— start of Exercise inputs —

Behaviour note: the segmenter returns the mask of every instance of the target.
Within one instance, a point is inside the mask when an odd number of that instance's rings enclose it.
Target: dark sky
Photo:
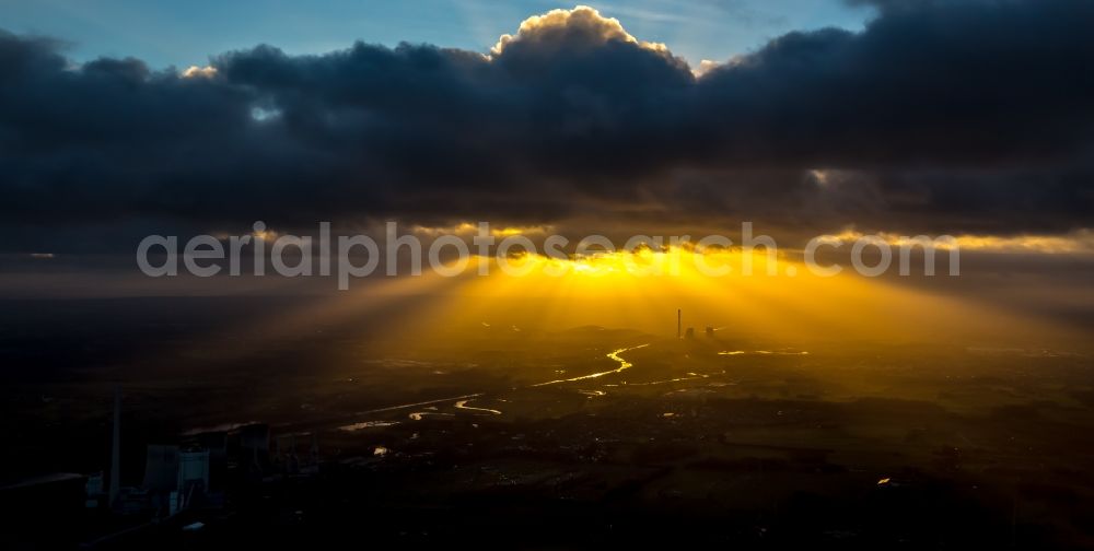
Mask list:
[[[0,32],[0,251],[131,251],[259,219],[1090,226],[1094,3],[871,3],[861,32],[791,32],[698,77],[591,10],[489,56],[271,44],[186,74]]]

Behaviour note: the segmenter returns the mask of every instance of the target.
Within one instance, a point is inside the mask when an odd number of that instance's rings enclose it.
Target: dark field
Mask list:
[[[124,485],[141,483],[149,444],[271,432],[260,480],[230,460],[224,503],[162,524],[104,523],[79,495],[24,506],[8,488],[16,547],[128,526],[143,527],[100,544],[1094,544],[1082,350],[732,327],[693,340],[485,324],[427,335],[377,310],[276,339],[243,329],[300,301],[4,303],[5,485],[108,470],[115,385]],[[309,468],[287,469],[289,456]],[[196,520],[205,529],[181,534]]]

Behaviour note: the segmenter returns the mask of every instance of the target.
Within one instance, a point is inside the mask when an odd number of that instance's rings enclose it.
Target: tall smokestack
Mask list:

— end of Exercise inputs —

Exercise instructions: Could you return every line of the listing above word for word, omitting the picture?

Worked solution:
Behaviour note: the segmenter returns the mask of every instance of the target.
Within one instance, a point is inside the mask when an odd number of that instance's rings enclose it.
Target: dark sky
Photo:
Mask list:
[[[0,32],[0,251],[131,251],[259,219],[1090,226],[1094,3],[871,3],[861,32],[791,32],[698,77],[591,10],[489,56],[271,44],[186,74]]]

Behaviour note: the segmenter returns the mask of every instance of the target.
Within one instance, a point is inside the mask when an odd number of that instance's rings enclose it.
Target: dark field
Mask list:
[[[124,485],[141,483],[149,444],[271,432],[260,480],[230,460],[224,503],[162,524],[104,523],[79,495],[24,506],[8,488],[16,547],[128,526],[143,527],[100,544],[1094,544],[1082,350],[732,327],[693,340],[485,324],[427,335],[377,310],[276,339],[243,329],[300,301],[4,303],[5,485],[108,470],[115,385]],[[309,468],[287,469],[289,456]],[[196,520],[205,529],[181,534]]]

Behaviour note: the segmenter returns the mask of every instance of the target.
Within one instance, a point is inside the mask when an odd number of that instance's rings enclose it.
Target: tall smokestack
Mask list:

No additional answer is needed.